Passage shown —
........


  2. Yeah. Headlines like, 'Fun and festive ways to celebrate Earth Hour.' really make me angry. It sounds like they're talking about Christmas when they talk like that.

    On CBC and CTV - last night they were showing school kids singing about turning out the lights (and it wasn't the Nelly Furtado song) and this one kid was really mad at the other kid who was screaming in her ear - didn't really look like they were drinking the Kool-Aid.
    Also, this morning, they were talking about what a great idea it was to dim the lights for an hour, and using eastern hemispheric countries to show us what was already happening today. I think it's hypocritical for a TV station to push this, when they run multiple cameras, satellites, tvs, etc. all day every day...

  3. So Its time for Earth Hour, that let’s all feel good but do nothing fund raising campaign for the multi billion dollar World Wildlife Federation.

    A great con job, with tons of free advertising by all the wannbe green to go along media.

    “It invites people to become sanctimonious do-gooders by turning off trivial appliances for a trivial amount of time, in service of some ill-understood abstract concept of “the Earth,” all the while hypocritically retaining the real benefits of electricity. People who want to do without electricity in service of some symbolic solidarity with nature should shut off their fridge, stove, microwave, computer, water heater, lights, TV and all other appliances for a month, not an hour.

    And pop down to the cardiac unit at the hospital and shut the power off there too”

    Read the whole thing and turn on every frik’n light.

  4. Every possible electrical appliance and every carbon based fuel consuming device that I own will be blazing away merrily during earth hour.

........

Region pointing data
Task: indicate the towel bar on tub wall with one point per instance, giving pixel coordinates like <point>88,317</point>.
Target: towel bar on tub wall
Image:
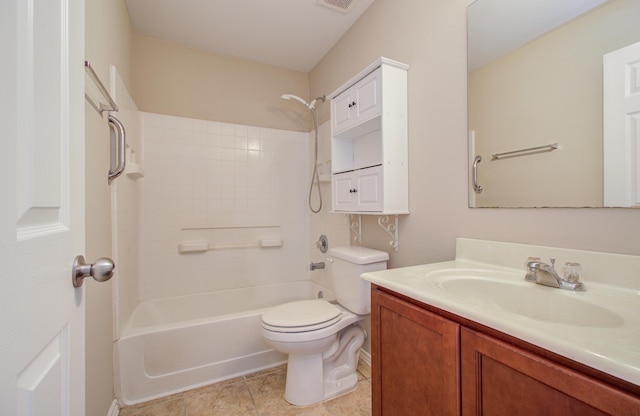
<point>104,102</point>
<point>120,144</point>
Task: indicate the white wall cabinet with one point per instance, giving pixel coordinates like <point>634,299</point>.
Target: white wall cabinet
<point>369,141</point>
<point>358,191</point>
<point>357,104</point>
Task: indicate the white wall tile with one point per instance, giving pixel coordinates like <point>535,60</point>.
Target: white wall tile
<point>211,174</point>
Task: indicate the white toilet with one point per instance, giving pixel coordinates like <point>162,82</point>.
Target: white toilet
<point>322,339</point>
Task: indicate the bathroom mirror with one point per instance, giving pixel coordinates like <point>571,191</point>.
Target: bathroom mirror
<point>536,84</point>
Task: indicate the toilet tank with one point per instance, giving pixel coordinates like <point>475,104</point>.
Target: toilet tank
<point>349,263</point>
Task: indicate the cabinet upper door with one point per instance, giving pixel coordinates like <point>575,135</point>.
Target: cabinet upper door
<point>367,97</point>
<point>342,110</point>
<point>343,199</point>
<point>369,189</point>
<point>358,103</point>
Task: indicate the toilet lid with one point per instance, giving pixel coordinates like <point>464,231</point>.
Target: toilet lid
<point>304,315</point>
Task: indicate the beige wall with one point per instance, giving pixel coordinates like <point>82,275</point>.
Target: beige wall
<point>173,79</point>
<point>430,36</point>
<point>548,91</point>
<point>108,41</point>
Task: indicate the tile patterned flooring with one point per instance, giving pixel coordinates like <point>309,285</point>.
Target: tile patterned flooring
<point>258,394</point>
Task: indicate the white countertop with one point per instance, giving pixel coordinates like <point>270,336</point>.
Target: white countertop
<point>613,349</point>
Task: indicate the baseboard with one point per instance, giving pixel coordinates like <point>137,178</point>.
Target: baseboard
<point>365,356</point>
<point>114,410</point>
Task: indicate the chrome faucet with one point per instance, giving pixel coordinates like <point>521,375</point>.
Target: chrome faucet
<point>545,274</point>
<point>314,266</point>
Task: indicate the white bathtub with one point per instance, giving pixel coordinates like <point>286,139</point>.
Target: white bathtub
<point>172,345</point>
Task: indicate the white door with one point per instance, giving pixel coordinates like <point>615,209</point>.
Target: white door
<point>42,209</point>
<point>621,117</point>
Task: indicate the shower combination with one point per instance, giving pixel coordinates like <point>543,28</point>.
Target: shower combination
<point>314,176</point>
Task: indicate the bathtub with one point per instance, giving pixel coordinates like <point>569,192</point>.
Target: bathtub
<point>172,345</point>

........

Task directions —
Answer these questions about the Earth Hour comments:
1. On which two TV channels were school kids shown singing about turning out the lights?
2. Which organization is Earth Hour called a fund raising campaign for?
3. For how long does the quoted passage say people should shut off all their appliances?

Output below —
1. CBC and CTV
2. The World Wildlife Federation
3. For a month